Tell how many lines in the data below include the word "foliage". The answer is the number only.

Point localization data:
^^^^^^^^^^^^^^^^
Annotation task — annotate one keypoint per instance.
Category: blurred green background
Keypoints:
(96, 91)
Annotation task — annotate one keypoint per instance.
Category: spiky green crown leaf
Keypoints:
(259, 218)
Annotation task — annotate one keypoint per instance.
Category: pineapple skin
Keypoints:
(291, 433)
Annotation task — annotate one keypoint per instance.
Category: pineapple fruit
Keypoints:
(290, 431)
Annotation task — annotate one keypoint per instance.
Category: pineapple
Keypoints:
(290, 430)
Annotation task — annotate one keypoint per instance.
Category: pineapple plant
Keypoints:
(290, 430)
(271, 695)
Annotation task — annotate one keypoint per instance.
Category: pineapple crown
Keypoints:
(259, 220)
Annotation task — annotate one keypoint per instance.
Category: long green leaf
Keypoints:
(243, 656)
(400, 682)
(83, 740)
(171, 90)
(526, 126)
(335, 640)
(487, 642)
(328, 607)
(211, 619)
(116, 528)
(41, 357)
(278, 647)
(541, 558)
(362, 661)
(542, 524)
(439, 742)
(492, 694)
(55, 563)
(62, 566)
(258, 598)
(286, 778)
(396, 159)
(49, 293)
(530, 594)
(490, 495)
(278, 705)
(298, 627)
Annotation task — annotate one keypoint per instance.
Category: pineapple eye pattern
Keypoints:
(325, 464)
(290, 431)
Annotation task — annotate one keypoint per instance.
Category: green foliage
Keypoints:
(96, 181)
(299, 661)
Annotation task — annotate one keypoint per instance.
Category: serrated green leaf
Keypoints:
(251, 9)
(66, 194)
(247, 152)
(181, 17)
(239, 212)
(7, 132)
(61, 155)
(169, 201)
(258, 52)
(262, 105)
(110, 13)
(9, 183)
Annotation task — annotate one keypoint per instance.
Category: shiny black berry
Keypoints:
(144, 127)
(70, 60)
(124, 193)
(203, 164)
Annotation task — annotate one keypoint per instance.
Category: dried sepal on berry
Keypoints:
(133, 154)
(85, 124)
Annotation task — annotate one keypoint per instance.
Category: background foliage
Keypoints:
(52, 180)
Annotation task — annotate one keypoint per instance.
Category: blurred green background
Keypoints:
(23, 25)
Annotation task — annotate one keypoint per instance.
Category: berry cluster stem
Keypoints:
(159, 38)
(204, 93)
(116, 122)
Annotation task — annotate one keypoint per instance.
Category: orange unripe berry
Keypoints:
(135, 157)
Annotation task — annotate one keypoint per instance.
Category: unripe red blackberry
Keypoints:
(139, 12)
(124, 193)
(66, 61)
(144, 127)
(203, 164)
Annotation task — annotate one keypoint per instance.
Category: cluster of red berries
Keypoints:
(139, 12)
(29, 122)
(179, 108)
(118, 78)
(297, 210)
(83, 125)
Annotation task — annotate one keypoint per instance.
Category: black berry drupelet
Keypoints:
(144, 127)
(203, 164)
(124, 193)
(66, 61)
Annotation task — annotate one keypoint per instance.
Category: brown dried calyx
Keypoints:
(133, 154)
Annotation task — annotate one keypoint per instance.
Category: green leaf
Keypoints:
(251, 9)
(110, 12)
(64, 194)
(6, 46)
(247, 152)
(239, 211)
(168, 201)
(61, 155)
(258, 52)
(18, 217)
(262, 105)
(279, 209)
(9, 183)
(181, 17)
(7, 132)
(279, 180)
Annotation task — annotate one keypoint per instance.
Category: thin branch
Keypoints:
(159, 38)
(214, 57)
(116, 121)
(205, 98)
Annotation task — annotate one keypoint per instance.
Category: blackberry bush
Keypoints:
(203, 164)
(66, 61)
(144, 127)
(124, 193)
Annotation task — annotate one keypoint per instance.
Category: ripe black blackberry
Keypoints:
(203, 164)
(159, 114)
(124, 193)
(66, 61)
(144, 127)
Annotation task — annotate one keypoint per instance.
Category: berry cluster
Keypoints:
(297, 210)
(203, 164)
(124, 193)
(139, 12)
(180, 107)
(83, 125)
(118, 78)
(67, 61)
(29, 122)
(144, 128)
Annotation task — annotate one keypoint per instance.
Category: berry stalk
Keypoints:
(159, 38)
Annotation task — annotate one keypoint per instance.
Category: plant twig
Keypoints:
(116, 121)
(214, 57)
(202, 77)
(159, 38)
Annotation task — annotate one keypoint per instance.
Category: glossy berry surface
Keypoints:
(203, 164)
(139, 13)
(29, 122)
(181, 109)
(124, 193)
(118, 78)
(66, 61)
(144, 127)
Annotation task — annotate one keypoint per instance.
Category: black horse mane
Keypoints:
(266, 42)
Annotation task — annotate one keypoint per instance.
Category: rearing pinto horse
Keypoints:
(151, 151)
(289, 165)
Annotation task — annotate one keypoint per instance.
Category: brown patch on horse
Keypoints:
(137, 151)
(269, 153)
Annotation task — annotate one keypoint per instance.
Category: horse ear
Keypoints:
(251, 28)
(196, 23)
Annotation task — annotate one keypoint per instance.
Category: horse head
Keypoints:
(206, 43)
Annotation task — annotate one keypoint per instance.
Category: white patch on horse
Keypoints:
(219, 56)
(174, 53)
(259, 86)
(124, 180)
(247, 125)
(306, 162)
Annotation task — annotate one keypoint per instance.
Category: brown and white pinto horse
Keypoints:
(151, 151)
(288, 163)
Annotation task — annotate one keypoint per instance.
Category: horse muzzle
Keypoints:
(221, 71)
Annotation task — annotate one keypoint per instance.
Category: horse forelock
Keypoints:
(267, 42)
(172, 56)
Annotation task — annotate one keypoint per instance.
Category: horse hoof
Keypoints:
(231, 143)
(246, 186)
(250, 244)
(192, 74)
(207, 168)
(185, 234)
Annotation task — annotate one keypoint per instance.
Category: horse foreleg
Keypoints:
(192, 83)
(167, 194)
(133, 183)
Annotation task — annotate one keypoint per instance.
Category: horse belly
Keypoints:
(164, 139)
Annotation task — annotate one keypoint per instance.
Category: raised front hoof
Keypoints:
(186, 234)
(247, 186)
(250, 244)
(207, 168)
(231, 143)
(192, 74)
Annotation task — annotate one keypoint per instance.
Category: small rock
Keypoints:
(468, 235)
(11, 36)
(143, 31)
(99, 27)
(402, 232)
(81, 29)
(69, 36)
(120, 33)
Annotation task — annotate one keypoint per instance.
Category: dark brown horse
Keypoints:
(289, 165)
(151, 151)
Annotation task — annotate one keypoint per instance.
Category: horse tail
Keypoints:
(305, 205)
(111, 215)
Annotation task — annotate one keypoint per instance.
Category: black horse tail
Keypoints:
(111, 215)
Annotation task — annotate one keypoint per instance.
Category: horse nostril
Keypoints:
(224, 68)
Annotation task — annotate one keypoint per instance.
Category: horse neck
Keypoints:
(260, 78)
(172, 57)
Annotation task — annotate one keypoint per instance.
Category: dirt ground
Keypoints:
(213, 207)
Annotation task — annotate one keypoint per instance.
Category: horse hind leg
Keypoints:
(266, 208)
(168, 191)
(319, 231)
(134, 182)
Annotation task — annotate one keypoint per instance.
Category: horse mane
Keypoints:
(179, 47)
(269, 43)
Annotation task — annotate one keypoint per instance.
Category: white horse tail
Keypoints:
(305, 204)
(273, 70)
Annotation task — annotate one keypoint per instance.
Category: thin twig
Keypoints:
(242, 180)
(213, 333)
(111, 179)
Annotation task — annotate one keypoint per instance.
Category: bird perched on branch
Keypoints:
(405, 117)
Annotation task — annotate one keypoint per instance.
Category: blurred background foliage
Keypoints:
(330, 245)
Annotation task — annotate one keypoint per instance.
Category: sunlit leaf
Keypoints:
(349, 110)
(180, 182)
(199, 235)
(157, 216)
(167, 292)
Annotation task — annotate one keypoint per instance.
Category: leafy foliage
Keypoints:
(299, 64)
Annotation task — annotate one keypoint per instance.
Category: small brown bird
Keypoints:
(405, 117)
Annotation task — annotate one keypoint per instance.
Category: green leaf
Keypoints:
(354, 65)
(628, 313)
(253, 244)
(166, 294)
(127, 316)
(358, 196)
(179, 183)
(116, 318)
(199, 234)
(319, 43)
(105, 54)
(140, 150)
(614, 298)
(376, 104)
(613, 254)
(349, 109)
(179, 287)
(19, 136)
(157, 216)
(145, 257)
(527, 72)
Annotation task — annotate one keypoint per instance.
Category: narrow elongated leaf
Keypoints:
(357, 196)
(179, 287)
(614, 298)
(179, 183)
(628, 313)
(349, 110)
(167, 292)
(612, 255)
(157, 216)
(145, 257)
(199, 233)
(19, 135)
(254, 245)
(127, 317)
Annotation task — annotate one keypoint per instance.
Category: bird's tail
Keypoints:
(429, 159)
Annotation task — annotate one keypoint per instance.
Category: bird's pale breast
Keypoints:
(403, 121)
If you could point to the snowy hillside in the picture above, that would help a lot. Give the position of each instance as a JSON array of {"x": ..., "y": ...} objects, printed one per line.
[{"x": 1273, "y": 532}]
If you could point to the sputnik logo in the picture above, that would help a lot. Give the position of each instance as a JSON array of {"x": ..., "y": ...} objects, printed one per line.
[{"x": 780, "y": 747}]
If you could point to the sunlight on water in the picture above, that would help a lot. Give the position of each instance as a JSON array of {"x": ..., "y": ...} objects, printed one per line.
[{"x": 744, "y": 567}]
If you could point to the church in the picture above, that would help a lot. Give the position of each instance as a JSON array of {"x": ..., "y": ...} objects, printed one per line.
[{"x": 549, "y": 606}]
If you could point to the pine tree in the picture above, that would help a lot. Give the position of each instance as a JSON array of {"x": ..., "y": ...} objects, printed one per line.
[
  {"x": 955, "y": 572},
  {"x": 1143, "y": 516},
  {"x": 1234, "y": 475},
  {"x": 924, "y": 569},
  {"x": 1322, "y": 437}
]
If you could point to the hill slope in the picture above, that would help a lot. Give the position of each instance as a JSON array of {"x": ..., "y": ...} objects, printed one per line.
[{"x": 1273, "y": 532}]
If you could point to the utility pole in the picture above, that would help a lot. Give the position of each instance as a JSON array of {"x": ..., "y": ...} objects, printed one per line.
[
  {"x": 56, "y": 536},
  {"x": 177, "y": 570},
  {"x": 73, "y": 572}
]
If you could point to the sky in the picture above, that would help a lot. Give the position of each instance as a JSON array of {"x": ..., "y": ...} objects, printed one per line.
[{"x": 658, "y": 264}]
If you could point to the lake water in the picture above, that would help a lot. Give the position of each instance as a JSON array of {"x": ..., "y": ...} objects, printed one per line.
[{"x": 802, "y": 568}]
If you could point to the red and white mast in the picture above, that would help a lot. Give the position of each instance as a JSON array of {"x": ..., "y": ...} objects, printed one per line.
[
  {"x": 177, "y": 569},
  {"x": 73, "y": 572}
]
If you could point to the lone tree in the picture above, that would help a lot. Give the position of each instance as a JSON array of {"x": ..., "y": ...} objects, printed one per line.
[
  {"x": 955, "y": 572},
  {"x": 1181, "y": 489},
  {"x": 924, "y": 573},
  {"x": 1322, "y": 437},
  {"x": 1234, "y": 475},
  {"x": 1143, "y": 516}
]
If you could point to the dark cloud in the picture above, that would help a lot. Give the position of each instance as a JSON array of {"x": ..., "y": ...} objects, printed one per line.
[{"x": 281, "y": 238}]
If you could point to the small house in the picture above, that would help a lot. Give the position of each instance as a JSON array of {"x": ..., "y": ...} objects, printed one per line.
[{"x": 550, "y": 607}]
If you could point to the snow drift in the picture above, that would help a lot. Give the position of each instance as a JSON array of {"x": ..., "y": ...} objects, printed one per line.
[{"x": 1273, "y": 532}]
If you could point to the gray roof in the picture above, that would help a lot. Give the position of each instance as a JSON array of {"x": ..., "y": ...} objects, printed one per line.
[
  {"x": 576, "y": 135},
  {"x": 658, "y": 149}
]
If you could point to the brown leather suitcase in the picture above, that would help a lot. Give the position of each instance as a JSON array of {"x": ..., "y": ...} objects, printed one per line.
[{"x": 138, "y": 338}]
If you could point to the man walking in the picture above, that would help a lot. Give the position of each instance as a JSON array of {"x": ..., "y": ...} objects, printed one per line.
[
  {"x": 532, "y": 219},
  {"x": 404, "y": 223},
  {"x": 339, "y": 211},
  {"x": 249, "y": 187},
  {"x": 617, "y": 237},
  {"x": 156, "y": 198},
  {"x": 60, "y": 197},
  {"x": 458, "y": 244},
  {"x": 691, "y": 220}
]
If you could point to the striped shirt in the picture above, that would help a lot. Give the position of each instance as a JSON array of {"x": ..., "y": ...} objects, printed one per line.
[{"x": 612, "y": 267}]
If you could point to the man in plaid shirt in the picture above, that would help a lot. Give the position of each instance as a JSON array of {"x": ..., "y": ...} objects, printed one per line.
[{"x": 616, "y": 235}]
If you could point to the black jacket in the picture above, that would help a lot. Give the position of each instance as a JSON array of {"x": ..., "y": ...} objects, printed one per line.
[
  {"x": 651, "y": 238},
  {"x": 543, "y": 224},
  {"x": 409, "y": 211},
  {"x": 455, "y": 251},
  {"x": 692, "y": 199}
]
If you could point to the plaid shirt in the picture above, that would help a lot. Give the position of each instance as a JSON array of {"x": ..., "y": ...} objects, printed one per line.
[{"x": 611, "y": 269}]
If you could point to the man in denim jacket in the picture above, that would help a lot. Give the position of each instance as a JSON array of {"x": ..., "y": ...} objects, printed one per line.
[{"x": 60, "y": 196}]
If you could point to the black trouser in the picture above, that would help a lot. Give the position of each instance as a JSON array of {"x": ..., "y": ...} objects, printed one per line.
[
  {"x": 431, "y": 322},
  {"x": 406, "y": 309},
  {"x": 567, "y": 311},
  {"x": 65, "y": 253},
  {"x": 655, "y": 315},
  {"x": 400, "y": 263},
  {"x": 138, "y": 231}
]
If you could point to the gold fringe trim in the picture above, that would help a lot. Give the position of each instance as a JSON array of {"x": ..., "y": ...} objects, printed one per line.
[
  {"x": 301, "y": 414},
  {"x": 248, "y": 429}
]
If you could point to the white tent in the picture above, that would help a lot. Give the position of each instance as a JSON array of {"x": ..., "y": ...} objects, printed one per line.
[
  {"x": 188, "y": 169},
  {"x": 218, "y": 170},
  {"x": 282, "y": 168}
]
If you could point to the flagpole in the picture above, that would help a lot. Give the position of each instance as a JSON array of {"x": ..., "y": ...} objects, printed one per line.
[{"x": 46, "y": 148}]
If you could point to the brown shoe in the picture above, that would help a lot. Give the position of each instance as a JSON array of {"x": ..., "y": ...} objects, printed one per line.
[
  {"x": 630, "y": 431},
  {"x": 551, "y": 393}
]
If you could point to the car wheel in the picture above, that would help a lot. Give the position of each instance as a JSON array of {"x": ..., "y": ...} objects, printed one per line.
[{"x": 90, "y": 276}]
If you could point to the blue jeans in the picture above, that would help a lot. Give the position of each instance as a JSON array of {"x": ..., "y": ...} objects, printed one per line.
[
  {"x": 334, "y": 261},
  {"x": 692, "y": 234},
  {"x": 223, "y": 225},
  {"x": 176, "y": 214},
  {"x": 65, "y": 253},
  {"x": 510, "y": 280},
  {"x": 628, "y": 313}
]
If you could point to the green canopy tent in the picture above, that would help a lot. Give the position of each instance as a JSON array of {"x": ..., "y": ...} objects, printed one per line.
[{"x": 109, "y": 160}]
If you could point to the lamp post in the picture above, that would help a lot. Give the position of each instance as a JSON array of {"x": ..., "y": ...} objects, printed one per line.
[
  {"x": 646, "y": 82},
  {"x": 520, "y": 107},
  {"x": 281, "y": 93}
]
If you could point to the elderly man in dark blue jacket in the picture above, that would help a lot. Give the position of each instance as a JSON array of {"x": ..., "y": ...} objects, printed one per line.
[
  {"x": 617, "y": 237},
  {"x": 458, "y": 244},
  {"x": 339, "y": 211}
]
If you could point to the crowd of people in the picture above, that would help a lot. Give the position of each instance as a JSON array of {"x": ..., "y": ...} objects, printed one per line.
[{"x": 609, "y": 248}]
^^^^^^^^^^^^^^^^
Answer area: 4